Dal 18 ottobre l’ex chef de Il Carignano di Torino debutta al ristorante del Lingotto. Con tanta ambizione. E un obiettivo molto preciso. Ecco cosa ci ha anticipato.

 

di Elisa Tonussi

 

“Sai perché manca CO2? È tutta colpa mia: sono gasatissimo!”. Parla per metafore. Fa battute. Fabrizio Tesse, classe 1978, ai fornelli dall’età di 17 anni, è impaziente di cominciare. Dal 18 ottobre debutterà ufficialmente nelle cucine de La Pista, il ristorante gestito da Gerla 1927 all’interno del Lingotto di Torino, affacciato sull’ex pista di collaudo della Fiat. La carriera di Tesse, fin dagli esordi, lo vede impegnato in cucine di altissimo rango: prima alla Taverna del Pittore di Arona, che in quegli anni vantava una stella Michelin, poi al Caffè Groppi con lo chef Fabio Barbaglini. Arriva dunque il trasferimento in Spagna, dove lavora alla corte del tristellato Martìn Berasategui. Poi la grande occasione a Villa Crespi, con Antonino Cannavacciuolo, dove rimane dieci anni. Quando Tesse spicca il volo in solitaria, arrivano anche per lui gli ambiti macaron della Rossa: il primo nel 2015 alla Locanda d’Orta, a Orta San Giulio (No), poi nel 2018 al Carignano a Torino. Quando nel 2019 diventa executive chef del Boscareto Resort, conferma la stella che già la struttura di Serralunga d’Alba vantava. Oggi Fabrizio Tesse corre, velocissimo, in Pista.

 

Pronto per iniziare questa avventura?

Prontissimo: Gerla 1927 (proprietaria del ristorante, ndr) è un’azienda importante, storica, che ha voglia di fare e investire e dimostra di voler andare avanti. E non ho potuto fare altro che ingranare la marcia e partire a tutto gas. Purtroppo, proprio qui a Torino, sono entrato in concorrenza con una realtà, quella de Il Carignano, che mi sta vicino e che lascio grato per la strada che abbiamo percorso insieme per cinque anni.

 

Una separazione avvenuta nel migliore dei modi dunque…

Certamente. Ho voluto cogliere l’opportunità che Gerla 1927 mi ha offerto perché mi ha dimostrato di aver voglia di fare. Io sono ambizioso. E sento di avere ancora qualche cartuccia nel caricatore: voglio spararla. Poi, insomma, La Pista si trova nel polo industriale più grande d’Italia, un luogo storico, oltre che simbolico perché qua è nata la Fiat, che negli anni ha rappresentato un’importante opportunità per numerose famiglie in tutto lo Stivale.

 

Come è nato il nuovo menù?

(Voci)
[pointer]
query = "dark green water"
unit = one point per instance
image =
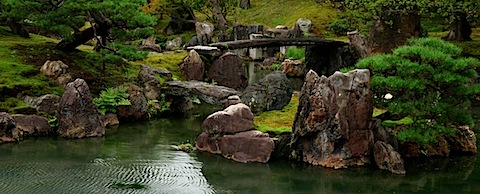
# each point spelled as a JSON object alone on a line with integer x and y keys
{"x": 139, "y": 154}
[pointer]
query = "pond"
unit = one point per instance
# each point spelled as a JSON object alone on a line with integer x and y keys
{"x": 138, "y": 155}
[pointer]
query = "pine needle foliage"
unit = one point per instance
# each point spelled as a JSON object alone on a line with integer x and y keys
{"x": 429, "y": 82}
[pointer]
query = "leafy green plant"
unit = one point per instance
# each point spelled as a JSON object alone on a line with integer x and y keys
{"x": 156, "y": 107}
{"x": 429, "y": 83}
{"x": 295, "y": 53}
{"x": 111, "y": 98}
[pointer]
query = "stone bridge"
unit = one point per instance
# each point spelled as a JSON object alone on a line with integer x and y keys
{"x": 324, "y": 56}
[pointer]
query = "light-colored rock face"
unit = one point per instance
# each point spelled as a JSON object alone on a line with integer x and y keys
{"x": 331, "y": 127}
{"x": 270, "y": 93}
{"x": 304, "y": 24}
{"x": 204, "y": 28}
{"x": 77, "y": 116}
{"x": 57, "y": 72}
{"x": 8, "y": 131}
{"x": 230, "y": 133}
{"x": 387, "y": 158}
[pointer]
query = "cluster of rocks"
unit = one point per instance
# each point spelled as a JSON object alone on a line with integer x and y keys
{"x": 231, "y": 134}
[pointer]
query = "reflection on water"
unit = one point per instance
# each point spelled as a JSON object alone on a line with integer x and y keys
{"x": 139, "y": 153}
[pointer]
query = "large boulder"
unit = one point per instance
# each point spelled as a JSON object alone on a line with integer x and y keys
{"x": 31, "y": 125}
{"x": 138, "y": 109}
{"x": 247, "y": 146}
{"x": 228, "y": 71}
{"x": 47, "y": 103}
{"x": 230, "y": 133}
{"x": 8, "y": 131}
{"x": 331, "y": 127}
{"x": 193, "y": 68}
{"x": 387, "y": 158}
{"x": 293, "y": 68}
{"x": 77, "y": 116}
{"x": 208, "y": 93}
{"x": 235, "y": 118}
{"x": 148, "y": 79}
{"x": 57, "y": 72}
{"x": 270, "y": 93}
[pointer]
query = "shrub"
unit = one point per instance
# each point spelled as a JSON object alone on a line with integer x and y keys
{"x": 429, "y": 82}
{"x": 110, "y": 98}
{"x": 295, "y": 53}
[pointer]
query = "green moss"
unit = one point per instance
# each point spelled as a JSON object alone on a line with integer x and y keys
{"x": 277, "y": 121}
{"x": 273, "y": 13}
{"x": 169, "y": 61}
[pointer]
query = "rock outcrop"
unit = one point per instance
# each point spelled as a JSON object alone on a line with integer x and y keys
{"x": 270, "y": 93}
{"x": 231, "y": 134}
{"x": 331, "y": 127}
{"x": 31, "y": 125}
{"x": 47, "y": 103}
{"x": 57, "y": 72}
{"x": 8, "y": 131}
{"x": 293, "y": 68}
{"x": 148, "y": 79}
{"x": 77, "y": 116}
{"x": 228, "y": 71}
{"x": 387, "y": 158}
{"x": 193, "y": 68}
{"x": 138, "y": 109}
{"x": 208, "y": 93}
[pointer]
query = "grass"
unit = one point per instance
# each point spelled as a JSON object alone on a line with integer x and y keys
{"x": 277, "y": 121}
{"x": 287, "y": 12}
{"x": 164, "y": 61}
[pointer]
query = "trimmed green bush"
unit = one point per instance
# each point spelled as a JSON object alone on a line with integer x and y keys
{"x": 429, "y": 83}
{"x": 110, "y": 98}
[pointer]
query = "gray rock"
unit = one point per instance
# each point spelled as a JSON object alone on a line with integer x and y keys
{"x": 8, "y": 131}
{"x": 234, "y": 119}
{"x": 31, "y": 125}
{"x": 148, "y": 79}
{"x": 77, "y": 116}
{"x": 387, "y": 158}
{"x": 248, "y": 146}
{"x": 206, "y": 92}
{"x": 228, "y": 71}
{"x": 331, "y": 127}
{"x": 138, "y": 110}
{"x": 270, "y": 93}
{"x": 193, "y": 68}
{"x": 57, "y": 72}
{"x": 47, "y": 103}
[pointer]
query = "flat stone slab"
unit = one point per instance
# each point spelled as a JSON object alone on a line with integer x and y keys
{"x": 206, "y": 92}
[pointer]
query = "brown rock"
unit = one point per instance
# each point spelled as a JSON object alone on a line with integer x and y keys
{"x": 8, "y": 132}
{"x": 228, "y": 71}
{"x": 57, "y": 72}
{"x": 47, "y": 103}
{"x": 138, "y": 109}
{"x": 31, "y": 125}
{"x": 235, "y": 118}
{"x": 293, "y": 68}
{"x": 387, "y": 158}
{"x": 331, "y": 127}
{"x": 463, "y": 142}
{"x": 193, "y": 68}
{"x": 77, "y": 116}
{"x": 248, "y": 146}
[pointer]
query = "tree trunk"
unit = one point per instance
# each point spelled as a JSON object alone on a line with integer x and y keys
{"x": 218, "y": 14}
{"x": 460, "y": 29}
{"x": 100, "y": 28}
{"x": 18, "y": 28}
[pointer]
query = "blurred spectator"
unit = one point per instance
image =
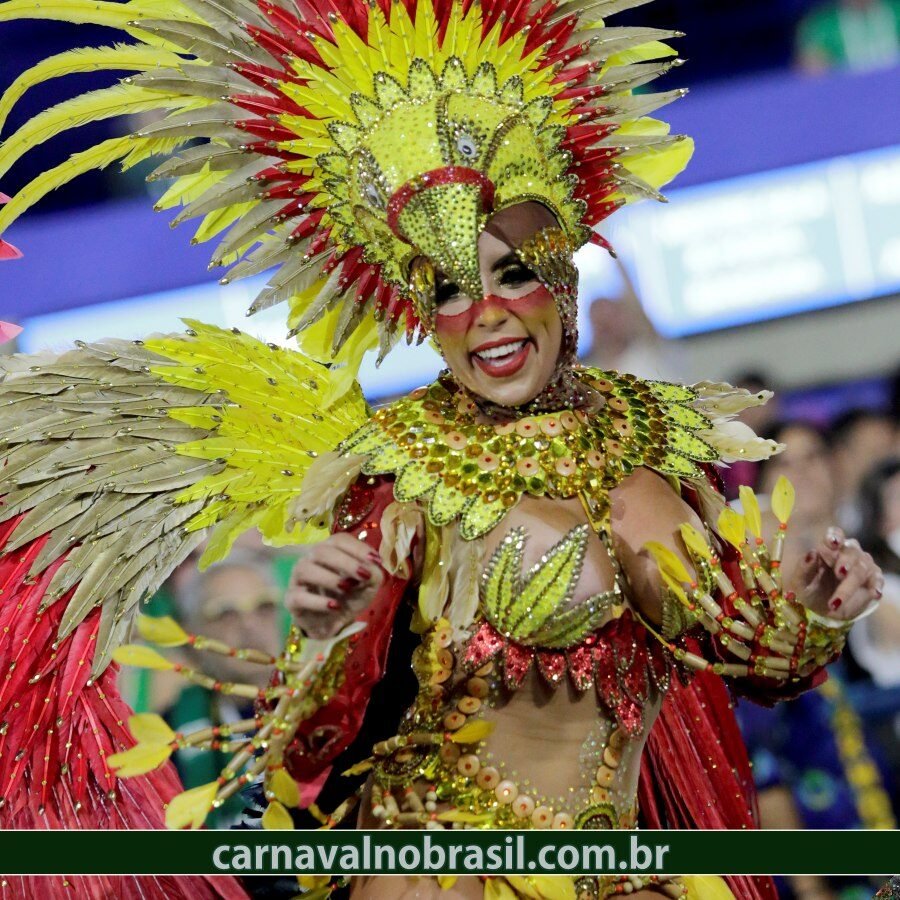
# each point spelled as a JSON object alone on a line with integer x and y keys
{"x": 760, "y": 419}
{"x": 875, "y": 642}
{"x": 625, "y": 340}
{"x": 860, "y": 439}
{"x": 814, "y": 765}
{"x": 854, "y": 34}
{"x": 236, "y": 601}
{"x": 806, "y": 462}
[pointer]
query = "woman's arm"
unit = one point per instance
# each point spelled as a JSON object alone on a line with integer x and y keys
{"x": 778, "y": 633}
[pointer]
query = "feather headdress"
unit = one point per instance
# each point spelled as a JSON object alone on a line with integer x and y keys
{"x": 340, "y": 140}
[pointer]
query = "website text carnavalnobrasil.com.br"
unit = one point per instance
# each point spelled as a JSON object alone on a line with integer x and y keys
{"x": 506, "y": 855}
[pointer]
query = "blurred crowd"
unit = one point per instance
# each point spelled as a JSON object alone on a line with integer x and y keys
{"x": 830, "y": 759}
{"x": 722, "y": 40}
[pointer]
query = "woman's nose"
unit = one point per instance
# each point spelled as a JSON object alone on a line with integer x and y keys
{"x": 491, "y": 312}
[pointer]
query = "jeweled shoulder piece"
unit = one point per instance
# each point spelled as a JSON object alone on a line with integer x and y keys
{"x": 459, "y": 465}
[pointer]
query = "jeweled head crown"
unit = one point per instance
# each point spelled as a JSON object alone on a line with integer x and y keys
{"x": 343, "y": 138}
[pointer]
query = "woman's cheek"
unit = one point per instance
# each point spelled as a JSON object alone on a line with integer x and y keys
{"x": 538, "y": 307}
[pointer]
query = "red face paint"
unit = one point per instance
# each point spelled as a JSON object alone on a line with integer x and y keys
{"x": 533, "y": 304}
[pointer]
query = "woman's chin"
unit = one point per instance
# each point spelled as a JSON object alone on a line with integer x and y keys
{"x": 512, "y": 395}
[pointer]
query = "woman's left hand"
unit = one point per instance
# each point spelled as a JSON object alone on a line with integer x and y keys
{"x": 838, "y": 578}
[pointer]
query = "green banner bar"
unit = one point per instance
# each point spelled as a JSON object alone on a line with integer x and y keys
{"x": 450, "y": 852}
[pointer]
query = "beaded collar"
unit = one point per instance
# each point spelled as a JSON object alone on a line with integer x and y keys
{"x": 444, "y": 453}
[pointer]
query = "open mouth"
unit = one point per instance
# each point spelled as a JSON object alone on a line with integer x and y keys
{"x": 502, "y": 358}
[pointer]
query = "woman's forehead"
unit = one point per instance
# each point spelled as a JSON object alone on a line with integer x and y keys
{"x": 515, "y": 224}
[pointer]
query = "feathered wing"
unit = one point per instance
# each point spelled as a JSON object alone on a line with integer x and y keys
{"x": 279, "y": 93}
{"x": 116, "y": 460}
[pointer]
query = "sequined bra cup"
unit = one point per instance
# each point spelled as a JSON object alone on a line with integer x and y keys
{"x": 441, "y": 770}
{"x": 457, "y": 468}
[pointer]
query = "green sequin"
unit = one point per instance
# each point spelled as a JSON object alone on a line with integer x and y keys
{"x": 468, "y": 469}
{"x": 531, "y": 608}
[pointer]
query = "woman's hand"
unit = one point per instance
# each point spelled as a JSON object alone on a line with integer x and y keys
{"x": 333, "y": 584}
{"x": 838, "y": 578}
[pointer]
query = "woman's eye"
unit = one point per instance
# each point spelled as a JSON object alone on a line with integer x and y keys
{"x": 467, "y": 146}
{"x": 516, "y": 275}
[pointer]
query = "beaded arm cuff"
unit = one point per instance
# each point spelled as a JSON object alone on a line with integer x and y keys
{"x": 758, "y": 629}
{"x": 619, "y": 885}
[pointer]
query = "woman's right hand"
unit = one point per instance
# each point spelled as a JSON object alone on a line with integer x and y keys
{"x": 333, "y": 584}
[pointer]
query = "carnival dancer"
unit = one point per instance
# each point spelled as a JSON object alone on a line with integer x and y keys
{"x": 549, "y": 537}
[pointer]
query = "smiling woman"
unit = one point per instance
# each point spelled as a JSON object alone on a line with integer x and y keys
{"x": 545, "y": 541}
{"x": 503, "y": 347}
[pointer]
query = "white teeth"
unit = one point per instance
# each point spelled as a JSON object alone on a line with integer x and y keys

Consegne dell'esercizio:
(a) Nell'intervista a Fabrizio Tesse, da quale data lo chef debutta nelle cucine de La Pista?
(b) Nell'intervista a Fabrizio Tesse, sostituisci "ambizioso" con "determinato" e riscrivi il brano che si apre con le parole contenenti "Una separazione avvenuta" e si chiude con "tutto lo Stivale.".
(c) Prosegui l'intervista a Fabrizio Tesse dopo l'ultima riga mostrata.

Risultati per consegna:
(a) Dal 18 ottobre.

(b)
Una separazione avvenuta nel migliore dei modi dunque…

Certamente. Ho voluto cogliere l’opportunità che Gerla 1927 mi ha offerto perché mi ha dimostrato di aver voglia di fare. Io sono determinato. E sento di avere ancora qualche cartuccia nel caricatore: voglio spararla. Poi, insomma, La Pista si trova nel polo industriale più grande d’Italia, un luogo storico, oltre che simbolico perché qua è nata la Fiat, che negli anni ha rappresentato un’importante opportunità per numerose famiglie in tutto lo Stivale.

(c)
È nato giocando proprio sul tema della pista. Ricordo infatti che il ristorante si trova proprio sul rettilineo di quella che un tempo era la pista di collaudo della Fiat, che oggi è stata riconvertita in un giardino botanico. Non ci troviamo quindi nel centro della Torino sabauda, quella dei salotti un po’ polverosi, bensì nella Torino dinamica della ripartenza. Abbiamo già rivelato uno dei piatti che comporranno il menù: il Testacoda. Si tratta di una testina di vitello croccante alla torinese con coda di vitello brasata, il nome quindi richiama tanto il contenuto del piatto quanto il contesto in cui ci troviamo. C’è poi un dessert che si chiama Portamisù, una rivisitazione del classico tiramisù. Abbiamo anche un menù a tema, il Fuoripista: un percorso di degustazione a mano libera, sette portate a sorpresa per il cliente. Ovviamente la nostra proposta includerà numerosi altri piatti creativi ideati per La Pista e alcuni dei miei cavalli di battaglia. È giusto riproporre i ‘classici’, che critica e clientela negli anni hanno apprezzato.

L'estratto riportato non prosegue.